Exercise requirements: The answer must be the data, repeated exactly.

(Collection entries)

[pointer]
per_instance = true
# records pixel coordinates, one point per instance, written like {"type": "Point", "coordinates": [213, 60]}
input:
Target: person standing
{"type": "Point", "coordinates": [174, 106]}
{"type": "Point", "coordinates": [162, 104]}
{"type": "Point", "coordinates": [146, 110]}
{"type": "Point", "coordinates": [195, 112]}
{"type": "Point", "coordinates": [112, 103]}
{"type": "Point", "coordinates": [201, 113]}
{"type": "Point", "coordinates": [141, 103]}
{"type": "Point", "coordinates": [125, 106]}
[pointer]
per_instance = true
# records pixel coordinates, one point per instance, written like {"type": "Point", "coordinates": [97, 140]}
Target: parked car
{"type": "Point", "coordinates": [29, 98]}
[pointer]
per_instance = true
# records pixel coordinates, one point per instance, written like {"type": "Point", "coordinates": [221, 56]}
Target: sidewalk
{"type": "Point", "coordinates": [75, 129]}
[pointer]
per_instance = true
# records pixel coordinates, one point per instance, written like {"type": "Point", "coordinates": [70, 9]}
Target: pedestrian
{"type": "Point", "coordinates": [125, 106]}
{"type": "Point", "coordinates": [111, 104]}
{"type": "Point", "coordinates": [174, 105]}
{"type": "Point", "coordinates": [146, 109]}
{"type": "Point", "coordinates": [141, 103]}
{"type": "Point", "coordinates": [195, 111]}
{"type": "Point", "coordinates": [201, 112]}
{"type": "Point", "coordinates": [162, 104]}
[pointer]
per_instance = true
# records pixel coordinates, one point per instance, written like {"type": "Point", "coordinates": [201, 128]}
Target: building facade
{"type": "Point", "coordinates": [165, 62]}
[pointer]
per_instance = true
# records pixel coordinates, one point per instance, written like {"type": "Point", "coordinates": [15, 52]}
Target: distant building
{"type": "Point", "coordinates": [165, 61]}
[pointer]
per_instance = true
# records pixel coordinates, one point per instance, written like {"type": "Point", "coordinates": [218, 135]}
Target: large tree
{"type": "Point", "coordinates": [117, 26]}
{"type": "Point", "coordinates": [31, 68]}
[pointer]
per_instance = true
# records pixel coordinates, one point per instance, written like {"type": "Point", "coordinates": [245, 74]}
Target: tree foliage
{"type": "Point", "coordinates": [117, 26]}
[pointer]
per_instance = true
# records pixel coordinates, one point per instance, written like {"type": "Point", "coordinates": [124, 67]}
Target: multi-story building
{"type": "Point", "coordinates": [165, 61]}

Problem solution:
[pointer]
per_instance = true
# records pixel coordinates, one point per instance, written like {"type": "Point", "coordinates": [213, 60]}
input:
Target: person standing
{"type": "Point", "coordinates": [174, 106]}
{"type": "Point", "coordinates": [162, 104]}
{"type": "Point", "coordinates": [146, 110]}
{"type": "Point", "coordinates": [195, 112]}
{"type": "Point", "coordinates": [112, 103]}
{"type": "Point", "coordinates": [201, 113]}
{"type": "Point", "coordinates": [141, 103]}
{"type": "Point", "coordinates": [125, 106]}
[pointer]
per_instance = true
# records pixel coordinates, one point per instance, written like {"type": "Point", "coordinates": [97, 140]}
Target: parked car
{"type": "Point", "coordinates": [29, 98]}
[pointer]
per_instance = true
# records pixel coordinates, one point per instance, written like {"type": "Point", "coordinates": [221, 56]}
Target: sidewalk
{"type": "Point", "coordinates": [75, 129]}
[pointer]
per_instance = true
# records pixel coordinates, one point per instance, written like {"type": "Point", "coordinates": [70, 9]}
Target: pedestrian
{"type": "Point", "coordinates": [125, 106]}
{"type": "Point", "coordinates": [111, 104]}
{"type": "Point", "coordinates": [174, 105]}
{"type": "Point", "coordinates": [146, 109]}
{"type": "Point", "coordinates": [141, 103]}
{"type": "Point", "coordinates": [195, 111]}
{"type": "Point", "coordinates": [201, 112]}
{"type": "Point", "coordinates": [162, 104]}
[pointer]
per_instance = true
# records pixel coordinates, one point per instance, written like {"type": "Point", "coordinates": [201, 128]}
Target: building facade
{"type": "Point", "coordinates": [165, 62]}
[pointer]
per_instance = true
# records pixel coordinates, one point per instance, written like {"type": "Point", "coordinates": [15, 52]}
Target: distant building
{"type": "Point", "coordinates": [165, 61]}
[pointer]
per_instance = true
# records pixel coordinates, one point per instance, written like {"type": "Point", "coordinates": [218, 135]}
Target: large tree
{"type": "Point", "coordinates": [117, 26]}
{"type": "Point", "coordinates": [31, 68]}
[pointer]
per_instance = true
# records pixel coordinates, one point per instance, written like {"type": "Point", "coordinates": [245, 74]}
Target: tree foliage
{"type": "Point", "coordinates": [117, 26]}
[pointer]
per_instance = true
# records pixel coordinates, one point per instance, written like {"type": "Point", "coordinates": [124, 67]}
Target: multi-story building
{"type": "Point", "coordinates": [165, 61]}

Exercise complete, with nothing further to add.